▶ **Excerpt provided**:
Amidst the outcries and discussions about the replication
crisis, there is one point on which there is a general consensus: very often,
studies in psychology are underpowered. An underpowered study is one which runs
a high risk, under the assumption that the hypothesis that the effect is true,
to not detect the effect at the significance threshold. The word that we need
to run bigger studies has seeped through the layer of replication bullies to
the general scientific population. Papers are increasingly often being rejected
for having a small sample sizes. If nothing else, that should be reason enough
to care about this issue.
Despite the general consensus about the importance of
properly-powered studies, there is no real consensus about what we should
actually do about it, in practice. Of course, the solution, in theory, is
simple – we need to run bigger studies. But this solution is only simple if you
have the resources to do so. In practice, as I will discuss below, there are
many issues that remain unaddressed. I argue that, despite the upwards trend in
psychological science, drastic measures need to be taken to enable scientists
(regardless of their background) to produce good science.

▶ **Data block**:

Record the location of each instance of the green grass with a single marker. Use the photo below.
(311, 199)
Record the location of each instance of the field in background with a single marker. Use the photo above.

▶ **Stated problem**:
Copy the passage on underpowered psychology studies word for word, from "Despite the general" to "produce good science.". The listing has nothing to do with the passage on underpowered psychology studies.

▶ **Response below**:
Despite the general consensus about the importance of
properly-powered studies, there is no real consensus about what we should
actually do about it, in practice. Of course, the solution, in theory, is
simple – we need to run bigger studies. But this solution is only simple if you
have the resources to do so. In practice, as I will discuss below, there are
many issues that remain unaddressed. I argue that, despite the upwards trend in
psychological science, drastic measures need to be taken to enable scientists
(regardless of their background) to produce good science.